[Items for boundary labeling]
"""

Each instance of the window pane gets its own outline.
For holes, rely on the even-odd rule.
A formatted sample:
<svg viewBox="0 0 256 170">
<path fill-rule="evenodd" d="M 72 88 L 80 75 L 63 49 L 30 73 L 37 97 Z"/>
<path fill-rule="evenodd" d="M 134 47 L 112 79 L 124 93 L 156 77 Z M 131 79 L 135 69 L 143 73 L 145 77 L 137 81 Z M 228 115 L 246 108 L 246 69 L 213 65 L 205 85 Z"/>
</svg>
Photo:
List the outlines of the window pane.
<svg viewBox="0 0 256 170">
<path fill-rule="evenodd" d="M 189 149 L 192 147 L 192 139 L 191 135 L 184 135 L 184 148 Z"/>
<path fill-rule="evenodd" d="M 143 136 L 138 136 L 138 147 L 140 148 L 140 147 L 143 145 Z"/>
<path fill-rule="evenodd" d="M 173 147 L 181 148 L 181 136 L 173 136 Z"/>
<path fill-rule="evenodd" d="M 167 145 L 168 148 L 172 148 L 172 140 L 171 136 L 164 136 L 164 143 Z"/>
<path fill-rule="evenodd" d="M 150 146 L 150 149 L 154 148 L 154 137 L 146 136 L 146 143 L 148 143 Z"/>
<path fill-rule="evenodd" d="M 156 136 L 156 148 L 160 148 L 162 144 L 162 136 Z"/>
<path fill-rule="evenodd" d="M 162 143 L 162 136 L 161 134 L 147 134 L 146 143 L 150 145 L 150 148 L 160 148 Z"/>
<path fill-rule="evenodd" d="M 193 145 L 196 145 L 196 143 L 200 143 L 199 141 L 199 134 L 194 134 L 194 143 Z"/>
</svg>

"""
"""

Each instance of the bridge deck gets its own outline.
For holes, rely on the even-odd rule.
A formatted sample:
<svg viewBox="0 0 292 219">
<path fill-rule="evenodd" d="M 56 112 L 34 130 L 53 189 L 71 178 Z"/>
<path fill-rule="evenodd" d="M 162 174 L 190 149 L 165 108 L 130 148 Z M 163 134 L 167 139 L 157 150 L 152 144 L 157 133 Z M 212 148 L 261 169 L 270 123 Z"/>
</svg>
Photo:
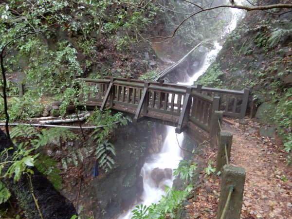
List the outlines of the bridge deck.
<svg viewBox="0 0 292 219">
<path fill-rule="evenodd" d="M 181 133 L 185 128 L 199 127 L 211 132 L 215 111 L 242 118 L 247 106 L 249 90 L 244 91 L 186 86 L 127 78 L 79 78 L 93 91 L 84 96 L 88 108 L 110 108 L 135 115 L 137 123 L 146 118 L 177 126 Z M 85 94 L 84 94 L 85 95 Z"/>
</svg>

"""

■ Task details ■
Update the lines from the one containing "Each instance of the window" up to and including the one containing "143 136 L 138", replacing "window pane" with "glass panel" and leaving all else unchanged. Give only those lines.

■ Output ■
Each instance of the glass panel gets its own outline.
For holes, rely on the even-odd rule.
A formatted sample:
<svg viewBox="0 0 256 170">
<path fill-rule="evenodd" d="M 72 88 L 80 75 L 63 49 L 30 73 L 37 97 Z"/>
<path fill-rule="evenodd" d="M 134 47 L 112 79 L 124 93 L 156 77 Z M 131 79 L 135 69 L 143 73 L 145 77 L 137 81 Z M 228 115 L 246 108 L 246 69 L 213 65 L 205 85 Z"/>
</svg>
Photo:
List the outlines of the glass panel.
<svg viewBox="0 0 256 170">
<path fill-rule="evenodd" d="M 189 149 L 192 147 L 192 139 L 191 135 L 184 135 L 184 148 Z"/>
<path fill-rule="evenodd" d="M 143 136 L 138 136 L 138 147 L 140 148 L 140 147 L 143 145 Z"/>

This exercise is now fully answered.